» DOCUMENT TEXT
** start **

# Soap room updates



## NubianSoaps.com (Oct 26, 2007)

So nice to see progress!!

First photo is the cure cabinet, it contains a dehumidifier that vents under the floor to drip out moisture during cure, and has an exhaust fan going out into the attic space. The white door goes to the bathroom in the back hallway, so no more customers going through the house to go to the bathroom.










This photo was before lunch and all the cabinet doors and hardware aren't on. The sink goes under the left window, so the soap will be poured into molds sitting on the right coutertop, once firm the filled molds will go in the cabinet under it, it will hold 15 molds. Under the right window will be used for cutting.










Most of the door fronts are on now. They will all be clear coated so the cedar will show more red than it does against the much whiter birch. Between the last cabinet and the ceder post I am using a 7 foot table for wrapping (it's being used a a sideboard in my dining room right now), for soap class folks to sit at etc.. All the cedar came from trees we cut down and husband made into lumber with his sawmill. There is no cabinets up on the left hand side of the window, a flat screen is going there with a camera mouted above the window to stream on the TV what is happening in the soap bucket in the sink underneath....and the barn during kidding season  And American Idol and Survivor


----------



## Kalne (Oct 25, 2007)

Nice!

I am finally getting the soap out of my house....renting the basement of the house my dad is moving into. Hoping to move in next week. It's less than a mile down the road. Not as convenient as being on the property but it will be so nice to have out of here. Totally empty basement. Dh has built an 8 ft. counter with sink and two 4x8 work tables. No cabinets....just an open shelf under everything. Besides that I am going to use folding tables until I can decide what else I want. I can't wait!


----------



## [email protected] (Sep 18, 2008)

LOVE IT!!

** end **

» EXTRACTED DATA

** start **

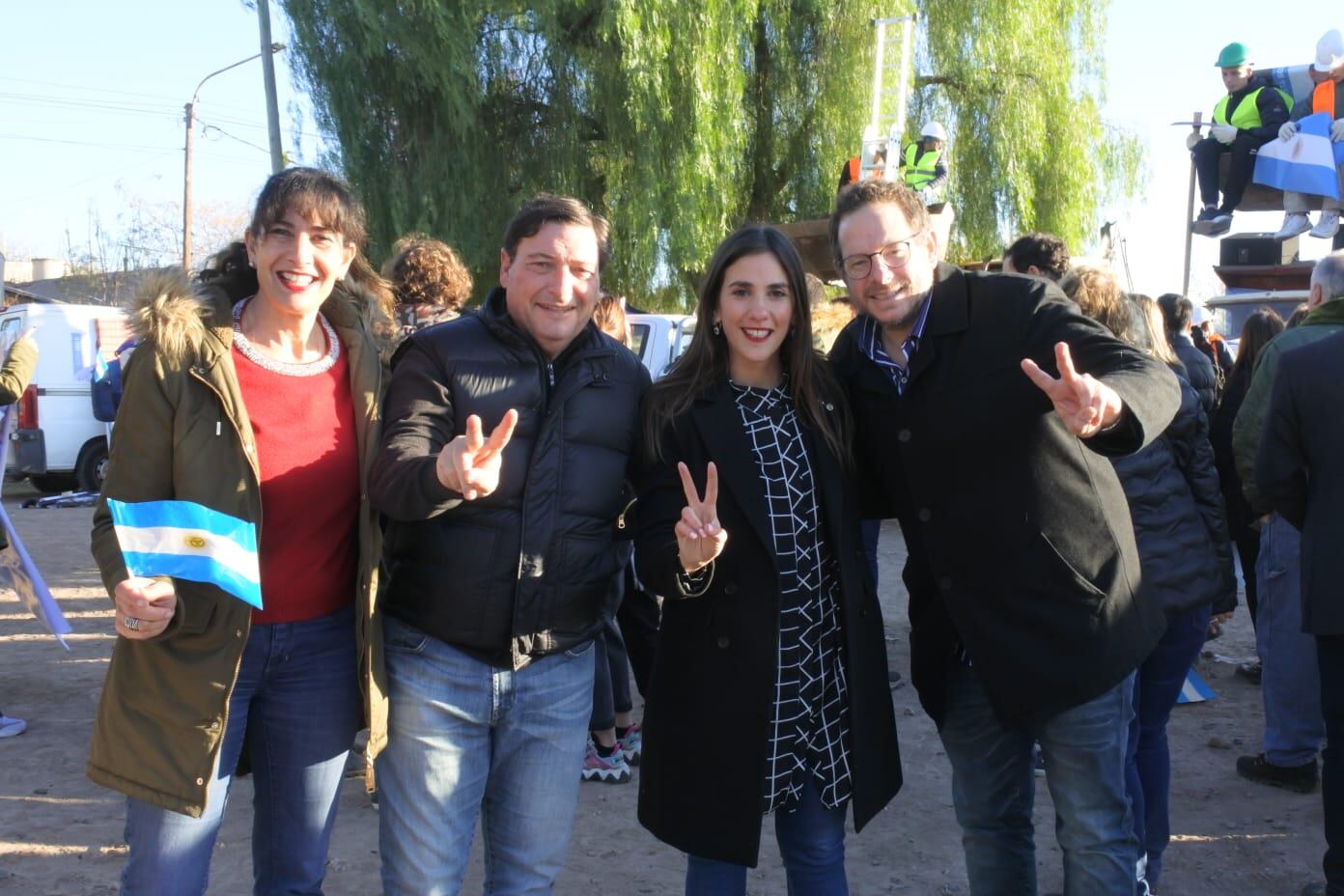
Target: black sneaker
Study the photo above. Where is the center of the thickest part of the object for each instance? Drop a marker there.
(1302, 779)
(1219, 225)
(1250, 670)
(1204, 220)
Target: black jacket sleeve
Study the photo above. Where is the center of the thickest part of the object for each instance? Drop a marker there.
(418, 422)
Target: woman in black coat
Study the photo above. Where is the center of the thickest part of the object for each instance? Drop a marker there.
(1258, 329)
(769, 689)
(1185, 552)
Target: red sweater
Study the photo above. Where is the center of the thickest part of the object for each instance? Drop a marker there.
(308, 454)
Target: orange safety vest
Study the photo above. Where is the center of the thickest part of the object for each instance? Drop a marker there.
(1323, 98)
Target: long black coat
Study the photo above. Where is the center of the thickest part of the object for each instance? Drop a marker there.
(1018, 532)
(1300, 469)
(710, 700)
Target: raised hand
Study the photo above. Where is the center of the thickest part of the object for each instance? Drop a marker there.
(699, 538)
(1085, 405)
(144, 606)
(470, 462)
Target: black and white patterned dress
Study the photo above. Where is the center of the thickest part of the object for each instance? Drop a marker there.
(809, 728)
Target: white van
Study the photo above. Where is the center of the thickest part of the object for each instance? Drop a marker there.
(55, 439)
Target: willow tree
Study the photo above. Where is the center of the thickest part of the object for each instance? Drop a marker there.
(1022, 85)
(676, 120)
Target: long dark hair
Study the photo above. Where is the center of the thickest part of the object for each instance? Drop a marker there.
(1258, 329)
(308, 192)
(706, 360)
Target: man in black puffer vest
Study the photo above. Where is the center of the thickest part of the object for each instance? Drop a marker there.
(1179, 312)
(497, 559)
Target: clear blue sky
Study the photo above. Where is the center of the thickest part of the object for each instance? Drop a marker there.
(92, 102)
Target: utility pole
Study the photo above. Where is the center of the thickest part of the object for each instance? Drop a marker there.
(267, 66)
(191, 121)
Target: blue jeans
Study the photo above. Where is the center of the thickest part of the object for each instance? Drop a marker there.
(994, 788)
(466, 738)
(297, 707)
(1148, 769)
(811, 844)
(1291, 684)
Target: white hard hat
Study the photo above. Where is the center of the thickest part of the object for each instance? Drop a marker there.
(936, 130)
(1330, 51)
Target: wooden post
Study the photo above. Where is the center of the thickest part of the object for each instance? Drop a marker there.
(1190, 213)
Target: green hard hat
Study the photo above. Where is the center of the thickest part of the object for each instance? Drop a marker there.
(1234, 54)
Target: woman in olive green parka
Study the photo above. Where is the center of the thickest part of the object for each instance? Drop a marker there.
(195, 672)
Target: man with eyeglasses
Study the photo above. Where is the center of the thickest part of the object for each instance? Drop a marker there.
(987, 407)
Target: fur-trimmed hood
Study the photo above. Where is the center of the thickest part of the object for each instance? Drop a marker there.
(177, 315)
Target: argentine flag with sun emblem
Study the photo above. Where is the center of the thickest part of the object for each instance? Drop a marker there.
(188, 541)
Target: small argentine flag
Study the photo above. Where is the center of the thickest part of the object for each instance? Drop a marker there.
(1193, 689)
(188, 541)
(1303, 164)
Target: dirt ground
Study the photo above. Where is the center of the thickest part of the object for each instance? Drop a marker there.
(62, 834)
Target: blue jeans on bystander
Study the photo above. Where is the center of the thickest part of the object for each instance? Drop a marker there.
(811, 843)
(470, 739)
(1148, 769)
(297, 706)
(994, 789)
(1291, 683)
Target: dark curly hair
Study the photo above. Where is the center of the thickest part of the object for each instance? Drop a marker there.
(428, 271)
(1046, 251)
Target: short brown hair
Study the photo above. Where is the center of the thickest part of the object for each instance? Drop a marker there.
(546, 209)
(1098, 294)
(870, 192)
(428, 271)
(309, 192)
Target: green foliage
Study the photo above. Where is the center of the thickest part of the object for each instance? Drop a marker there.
(682, 120)
(1019, 85)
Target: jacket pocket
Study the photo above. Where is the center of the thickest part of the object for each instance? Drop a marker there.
(401, 637)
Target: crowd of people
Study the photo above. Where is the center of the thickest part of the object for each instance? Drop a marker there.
(463, 515)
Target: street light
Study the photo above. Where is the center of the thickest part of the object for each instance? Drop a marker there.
(185, 179)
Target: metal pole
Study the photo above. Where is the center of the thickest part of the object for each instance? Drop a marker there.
(185, 191)
(906, 35)
(267, 66)
(1190, 213)
(185, 176)
(875, 116)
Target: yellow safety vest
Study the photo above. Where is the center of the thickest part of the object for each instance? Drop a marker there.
(1246, 117)
(921, 170)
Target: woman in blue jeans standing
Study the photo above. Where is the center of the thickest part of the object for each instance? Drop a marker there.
(1176, 505)
(769, 689)
(254, 394)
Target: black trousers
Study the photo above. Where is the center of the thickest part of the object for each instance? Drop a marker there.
(1330, 658)
(1207, 154)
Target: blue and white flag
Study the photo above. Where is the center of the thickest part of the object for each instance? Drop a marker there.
(188, 541)
(1303, 164)
(1195, 689)
(17, 572)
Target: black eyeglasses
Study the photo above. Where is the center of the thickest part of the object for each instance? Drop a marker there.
(894, 256)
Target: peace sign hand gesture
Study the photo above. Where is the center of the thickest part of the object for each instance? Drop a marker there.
(699, 538)
(1083, 404)
(470, 463)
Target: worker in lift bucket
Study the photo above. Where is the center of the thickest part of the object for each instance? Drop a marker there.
(1244, 121)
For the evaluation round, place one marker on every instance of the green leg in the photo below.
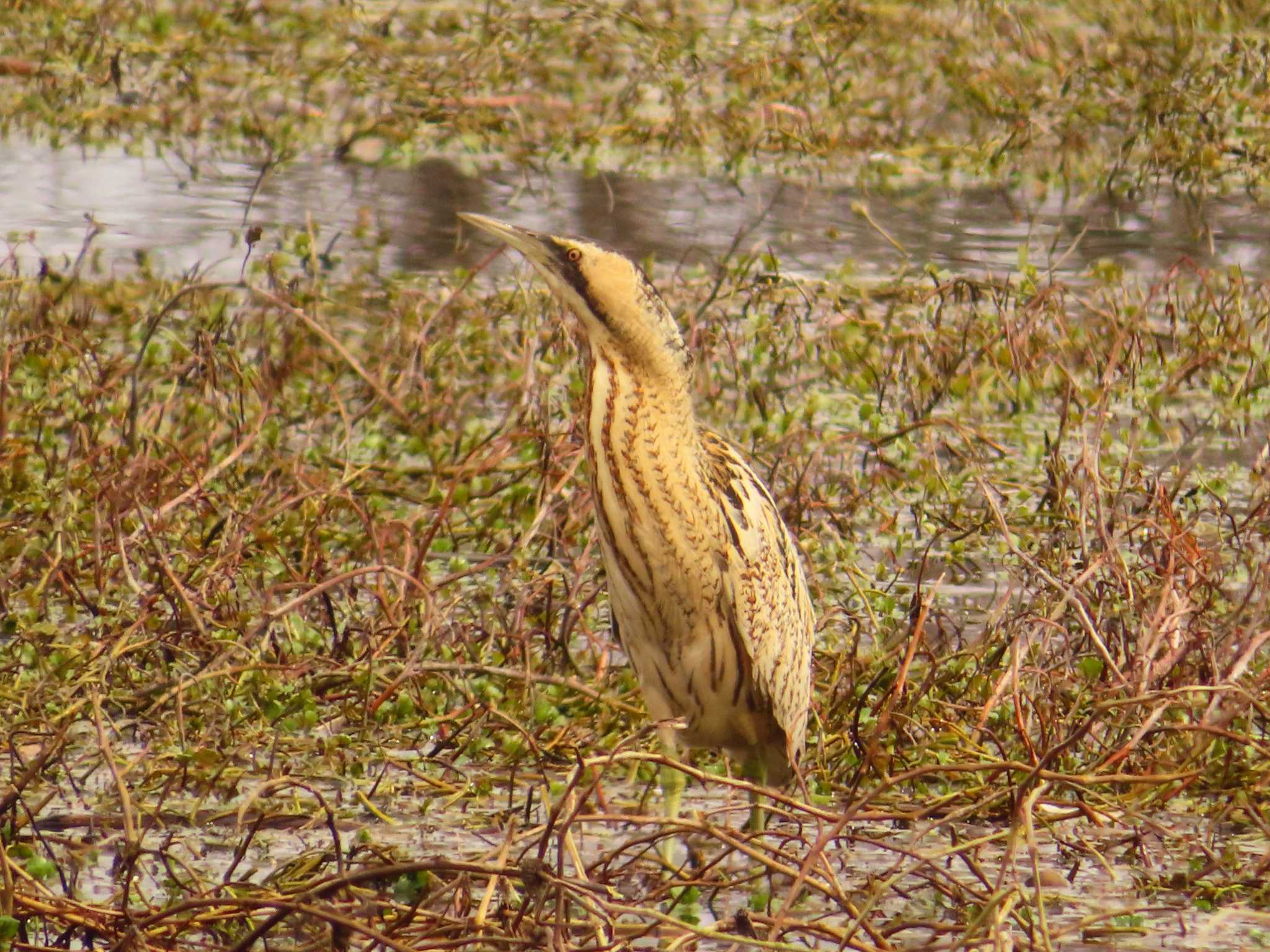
(755, 771)
(672, 794)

** end **

» CHALLENGES
• 1. Set down the part of the soap room thread word for word, beginning at the words that have "First photo is" and stopping after "to the bathroom.".
• 2. Resume the soap room thread from the point where it stops.
The records come from a separate source and are not part of this forum thread.

» RESULTS FOR EACH TASK
• 1.
First photo is the cure cabinet, it contains a dehumidifier that vents under the floor to drip out moisture during cure, and has an exhaust fan going out into the attic space. The white door goes to the bathroom in the back hallway, so no more customers going through the house to go to the bathroom.

• 2.
Seems I never have enough room. :/ Redid the front porch (7X14--I think) as my soap room, but would be nice to have a sink and stove. Still have to go back and forth to the kitchen to make lotion and haul everything from soaping for clean up. My inventory/wrapping area is still in the corner of the dining room and lotion inventory rack in the kitchen. 
Would be sooooo nice to have everything in one area to do it all.


----------



## NubianSoaps.com (Oct 26, 2007)

Most of my soap is in storage 12 miles one way away from the farm  I used to soap getting ready for christmas at a building 14 miles from my house! So congrats on just 1 mile away  It's so nice having space. Vicki


----------



## Lynn_Theesfeld (Feb 21, 2010)

Congrats!!!!! It's coming along great!!!!


----------



## Guest (May 12, 2012)

Very nice Vicki....


----------



## VickiLynne (Feb 8, 2008)

Congrats!! Love it!

Vicki in NC


----------



## buckrun (Mar 7, 2008)

Gotta love having a resident builder-boy 
I know you will be so happy when you get to move in.
Anything that makes life easier is a good thing.
Congrats!
Lee


----------



## Angelknitter12 (Feb 16, 2012)

Wow!! That is fantastic. It is coming along beautifully. I can't wait to see it when it is done.


----------



## a4patch (Oct 7, 2009)

Whoo WHoo


----------



## MF-Alpines (Mar 29, 2010)

Very nice, Vicki. Love the cabinets! Pretty-darned fancy!!!


----------



## nightskyfarm (Sep 7, 2009)

It's well laid out Vicki, I think you will find it easy to work in. Love the tree support, too! Are you going to have a center table/island or an open space. A place to un-mold before cutting or on the counter. It really is very nice.


----------



## Greylady (Mar 28, 2012)

You mention having a curing closet. Once you have soaps of different fragrances, do you keep them all together or will the fragrances meld or transfer to other bars of soap?


----------



## eam (Aug 22, 2010)

It looks fab!


----------



## smithurmonds (Jan 20, 2011)

Super nice!!


----------



## Anita Martin (Dec 26, 2007)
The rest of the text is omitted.